**SELECTED TEXT:**
Divine Drudgery - Inspired Devotion

A couple of big pieces worth considering a little more deeply today.
 
Jonathan Raban's review/overview of David Foster Wallace and The Pale King for the May 12th Issue of the New York Review of Books, Divine Drudgery is first. Spoilers (Due 14/5/11).
 
It's an extensive review/overview that considers a selection of Wallace's work over the years but has a couple of... flaws (?)... that exemplify some of the things plaguing Wallace reviews right now. Unfortunately, Raban does himself, and the review, disservice (as many reviewers have) by once again bringing up details about Wallace's suicide that don't need close analysis, a little subtlety goes a long way. Sometimes it's worth remembering than an author and his work are not one and the same. Another paragraph frustrated me too, Raban writes:
 
I’m not that diligent a reader, but many are, as the several fansites devoted to Wallace’s work, like www.thehowlingfantods.com, attest. Here, devoted readers mingle with literary academics, to share papers delivered at Wallace conferences, wall maps charting the relationships within the galaxy of characters in Infinite Jest, and tidbits of Wallace news. Before his suicide in 2008, he was a widely admired and increasingly studied writer; since then, he and his work have become so loved and revered (and denigrated, by the inevitable dissenting minority) that it’s hard to read him sensibly.
 
Thanks for the shout out and all, but, "it's hard to read DFW sensibly," while admitting, "you're not that diligent a reader"? If there's anything Wallace's work requires it's diligence... I posit that difficulty in reading Wallace sensibly is sometimes the result of forgetting about diligence and get wrapped up in some of the other aspects of Wallace's life, and death, that many otherwise great reviews have been hobbled by. Raban's not my target here, the general lack of diligence in reviews is, it just happened to be Raban's piece today that got me going.

**SUPPLIED MATERIAL:**
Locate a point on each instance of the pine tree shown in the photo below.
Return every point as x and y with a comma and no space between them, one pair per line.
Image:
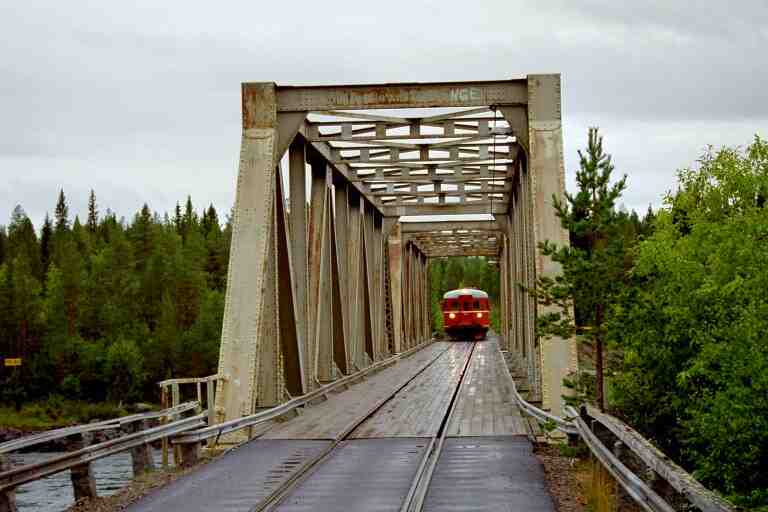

**WHAT YOU WILL DO:**
- A) According to the blog post on Raban's review, in which issue of the New York Review of Books did the review appear?
- B) Revise everything in the blog post on Raban's review from "I’m not that" down to "read him sensibly.", changing "literary academics" to "scholars".
The material has no connection to the blog post on Raban's review.

**RESPONSES TO THE TASKS:**
- A) The May 12th issue.

- B)
I’m not that diligent a reader, but many are, as the several fansites devoted to Wallace’s work, like www.thehowlingfantods.com, attest. Here, devoted readers mingle with scholars, to share papers delivered at Wallace conferences, wall maps charting the relationships within the galaxy of characters in Infinite Jest, and tidbits of Wallace news. Before his suicide in 2008, he was a widely admired and increasingly studied writer; since then, he and his work have become so loved and revered (and denigrated, by the inevitable dissenting minority) that it’s hard to read him sensibly.